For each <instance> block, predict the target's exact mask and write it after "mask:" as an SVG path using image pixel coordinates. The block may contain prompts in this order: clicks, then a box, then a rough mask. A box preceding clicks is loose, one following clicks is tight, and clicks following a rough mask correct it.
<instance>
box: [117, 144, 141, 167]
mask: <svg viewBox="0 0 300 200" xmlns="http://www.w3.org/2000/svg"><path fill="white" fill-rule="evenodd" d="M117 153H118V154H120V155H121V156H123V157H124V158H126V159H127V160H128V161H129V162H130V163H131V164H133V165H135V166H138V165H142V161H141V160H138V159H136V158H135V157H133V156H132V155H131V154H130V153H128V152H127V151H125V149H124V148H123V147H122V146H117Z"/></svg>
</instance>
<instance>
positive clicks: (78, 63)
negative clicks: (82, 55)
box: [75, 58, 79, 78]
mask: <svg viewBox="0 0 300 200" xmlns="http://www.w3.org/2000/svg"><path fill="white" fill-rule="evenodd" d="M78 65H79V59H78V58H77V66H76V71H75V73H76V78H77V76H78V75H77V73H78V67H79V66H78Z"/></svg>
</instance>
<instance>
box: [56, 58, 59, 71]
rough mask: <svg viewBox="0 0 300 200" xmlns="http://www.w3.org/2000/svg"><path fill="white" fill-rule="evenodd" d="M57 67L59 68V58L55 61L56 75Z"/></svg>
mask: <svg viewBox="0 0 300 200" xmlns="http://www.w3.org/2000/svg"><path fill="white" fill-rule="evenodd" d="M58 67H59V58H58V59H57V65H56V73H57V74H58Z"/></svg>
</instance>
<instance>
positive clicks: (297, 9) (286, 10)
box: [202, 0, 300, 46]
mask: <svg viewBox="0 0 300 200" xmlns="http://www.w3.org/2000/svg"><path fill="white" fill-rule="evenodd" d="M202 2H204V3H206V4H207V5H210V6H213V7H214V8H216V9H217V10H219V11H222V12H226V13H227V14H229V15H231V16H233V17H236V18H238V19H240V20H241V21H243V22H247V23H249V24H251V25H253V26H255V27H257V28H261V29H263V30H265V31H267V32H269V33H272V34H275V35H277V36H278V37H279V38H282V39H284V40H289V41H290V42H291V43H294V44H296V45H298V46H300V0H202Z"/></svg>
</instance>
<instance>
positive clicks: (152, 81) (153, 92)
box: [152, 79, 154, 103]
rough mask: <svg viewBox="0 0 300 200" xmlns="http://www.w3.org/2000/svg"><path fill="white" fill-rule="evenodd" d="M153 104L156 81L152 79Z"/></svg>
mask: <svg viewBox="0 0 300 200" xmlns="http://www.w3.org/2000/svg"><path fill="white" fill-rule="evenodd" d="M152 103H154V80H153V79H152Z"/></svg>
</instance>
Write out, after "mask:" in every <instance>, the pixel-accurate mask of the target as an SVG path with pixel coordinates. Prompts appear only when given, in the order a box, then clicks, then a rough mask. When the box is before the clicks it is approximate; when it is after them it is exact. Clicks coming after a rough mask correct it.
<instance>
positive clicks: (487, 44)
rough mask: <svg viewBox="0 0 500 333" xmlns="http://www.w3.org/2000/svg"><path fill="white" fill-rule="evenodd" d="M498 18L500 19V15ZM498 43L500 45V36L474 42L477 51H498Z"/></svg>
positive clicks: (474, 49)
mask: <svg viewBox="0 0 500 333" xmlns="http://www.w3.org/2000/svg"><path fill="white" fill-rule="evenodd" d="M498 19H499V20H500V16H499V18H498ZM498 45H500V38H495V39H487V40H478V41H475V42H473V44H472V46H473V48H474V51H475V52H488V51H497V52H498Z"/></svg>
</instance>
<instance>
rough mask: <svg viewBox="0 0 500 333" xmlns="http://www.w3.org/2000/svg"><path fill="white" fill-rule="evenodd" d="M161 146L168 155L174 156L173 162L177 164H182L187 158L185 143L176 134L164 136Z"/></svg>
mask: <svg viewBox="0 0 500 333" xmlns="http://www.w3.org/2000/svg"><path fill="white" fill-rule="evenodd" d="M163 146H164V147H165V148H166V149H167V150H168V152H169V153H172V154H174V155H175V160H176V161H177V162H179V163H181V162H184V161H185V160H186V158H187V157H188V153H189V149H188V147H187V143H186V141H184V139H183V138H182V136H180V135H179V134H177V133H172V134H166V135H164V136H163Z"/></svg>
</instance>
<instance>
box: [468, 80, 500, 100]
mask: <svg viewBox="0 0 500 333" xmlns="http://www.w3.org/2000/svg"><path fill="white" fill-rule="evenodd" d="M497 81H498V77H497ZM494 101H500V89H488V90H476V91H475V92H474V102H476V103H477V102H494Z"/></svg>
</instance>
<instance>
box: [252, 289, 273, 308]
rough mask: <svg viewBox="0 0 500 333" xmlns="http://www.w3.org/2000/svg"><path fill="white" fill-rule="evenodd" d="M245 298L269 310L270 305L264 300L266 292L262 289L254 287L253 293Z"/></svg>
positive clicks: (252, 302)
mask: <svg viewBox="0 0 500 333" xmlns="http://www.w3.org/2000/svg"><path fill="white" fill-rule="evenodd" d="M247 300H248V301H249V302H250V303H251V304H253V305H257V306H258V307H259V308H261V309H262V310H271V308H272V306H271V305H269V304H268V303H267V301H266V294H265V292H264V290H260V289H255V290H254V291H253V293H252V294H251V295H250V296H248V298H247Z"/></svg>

* _What you will do_:
Send back the lines of the records word for word, from the very first through the line containing "positive clicks: (297, 9) (286, 10)".

* _Task result_:
For each <instance> block, predict the target's exact mask and write it after "mask:" as an SVG path using image pixel coordinates. The block may contain prompts in this order: clicks, then a box, then a rough mask. A box preceding clicks is loose, one following clicks is tight, and clicks following a rough mask correct it.
<instance>
box: [117, 144, 141, 167]
mask: <svg viewBox="0 0 300 200" xmlns="http://www.w3.org/2000/svg"><path fill="white" fill-rule="evenodd" d="M117 153H118V154H120V155H121V156H123V157H124V158H126V159H127V160H128V161H129V162H130V163H131V164H133V165H135V166H138V165H142V161H141V160H138V159H136V158H135V157H133V156H132V155H131V154H130V153H128V152H127V151H125V149H124V148H123V147H122V146H117Z"/></svg>
</instance>
<instance>
positive clicks: (78, 63)
negative clicks: (82, 55)
box: [75, 58, 79, 78]
mask: <svg viewBox="0 0 300 200" xmlns="http://www.w3.org/2000/svg"><path fill="white" fill-rule="evenodd" d="M78 65H79V59H78V58H77V66H76V71H75V73H76V78H77V76H78V75H77V73H78V67H79V66H78Z"/></svg>
</instance>
<instance>
box: [56, 58, 59, 71]
rough mask: <svg viewBox="0 0 300 200" xmlns="http://www.w3.org/2000/svg"><path fill="white" fill-rule="evenodd" d="M57 67L59 68V58L55 61L56 75Z"/></svg>
mask: <svg viewBox="0 0 300 200" xmlns="http://www.w3.org/2000/svg"><path fill="white" fill-rule="evenodd" d="M58 67H59V58H58V59H57V65H56V73H57V74H58Z"/></svg>
</instance>
<instance>
positive clicks: (297, 9) (286, 10)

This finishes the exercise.